[Brief]
Output every record word for word, minus the pictures.
_ _ _
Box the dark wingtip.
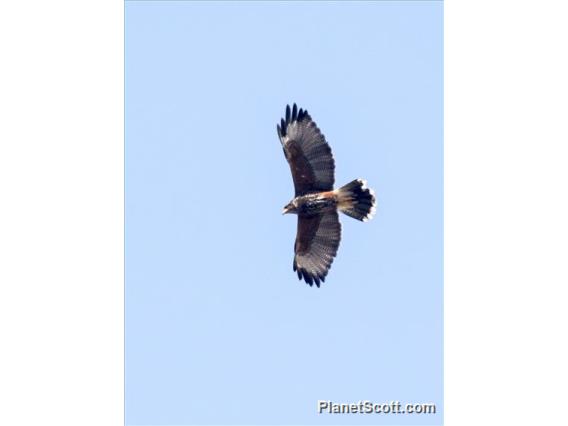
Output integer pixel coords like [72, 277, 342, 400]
[285, 104, 291, 123]
[276, 124, 281, 138]
[292, 103, 298, 121]
[294, 268, 325, 288]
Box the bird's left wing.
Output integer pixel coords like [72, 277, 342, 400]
[293, 210, 341, 287]
[277, 104, 335, 196]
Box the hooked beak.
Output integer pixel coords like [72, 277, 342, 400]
[282, 205, 292, 215]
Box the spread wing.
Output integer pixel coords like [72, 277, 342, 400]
[277, 104, 335, 196]
[293, 210, 341, 287]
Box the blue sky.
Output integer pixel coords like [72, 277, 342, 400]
[126, 1, 443, 425]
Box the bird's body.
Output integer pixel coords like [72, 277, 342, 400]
[286, 191, 336, 216]
[277, 104, 377, 287]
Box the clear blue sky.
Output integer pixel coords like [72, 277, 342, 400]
[125, 1, 443, 425]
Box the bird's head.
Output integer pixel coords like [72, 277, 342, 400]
[282, 199, 298, 215]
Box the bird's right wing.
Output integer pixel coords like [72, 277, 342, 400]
[293, 210, 341, 287]
[277, 104, 335, 196]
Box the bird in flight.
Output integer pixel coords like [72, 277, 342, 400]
[277, 104, 376, 287]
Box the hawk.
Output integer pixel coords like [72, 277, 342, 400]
[277, 103, 376, 287]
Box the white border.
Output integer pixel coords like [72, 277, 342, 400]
[0, 1, 123, 425]
[446, 1, 568, 425]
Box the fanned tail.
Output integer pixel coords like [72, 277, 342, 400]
[336, 179, 377, 222]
_ _ _
[Answer for this exercise]
Box the dark wingtip.
Output integer pixel coords like [72, 277, 342, 400]
[285, 104, 291, 123]
[276, 124, 281, 138]
[292, 103, 298, 121]
[294, 268, 325, 288]
Box the bird's left wing.
Output integer pixel coords like [72, 277, 342, 400]
[293, 210, 341, 287]
[277, 104, 335, 196]
Box the hooked beak.
Output integer pixel coords like [72, 277, 342, 400]
[282, 205, 292, 215]
Box the spread wing.
Output integer pixel coords like [72, 277, 342, 400]
[277, 104, 335, 196]
[293, 210, 341, 287]
Box the blue sky.
Output integer pixel coords like [72, 277, 342, 400]
[126, 1, 443, 425]
Box the bird's body.
Output integer pixel coords like [72, 277, 342, 400]
[286, 191, 336, 216]
[277, 104, 377, 287]
Box the clear blue sky.
Output integer pixel coords like [72, 277, 342, 400]
[125, 1, 443, 425]
Box the bird's head.
Output integer pixel coords like [72, 277, 342, 400]
[282, 199, 298, 215]
Box the bird's right wing.
Output integer pixel coords like [72, 277, 342, 400]
[293, 210, 341, 287]
[277, 104, 335, 196]
Box the bird in flight.
Output integer pixel coords like [72, 277, 342, 400]
[277, 104, 376, 287]
Box the hawk.
Output integer pixel coords like [72, 277, 342, 400]
[277, 103, 376, 287]
Box the white border.
Output integer pixel coords like [72, 277, 342, 400]
[0, 1, 123, 425]
[446, 1, 568, 425]
Box the fanned tail.
Output integer pixel coords like [72, 277, 342, 400]
[336, 179, 377, 222]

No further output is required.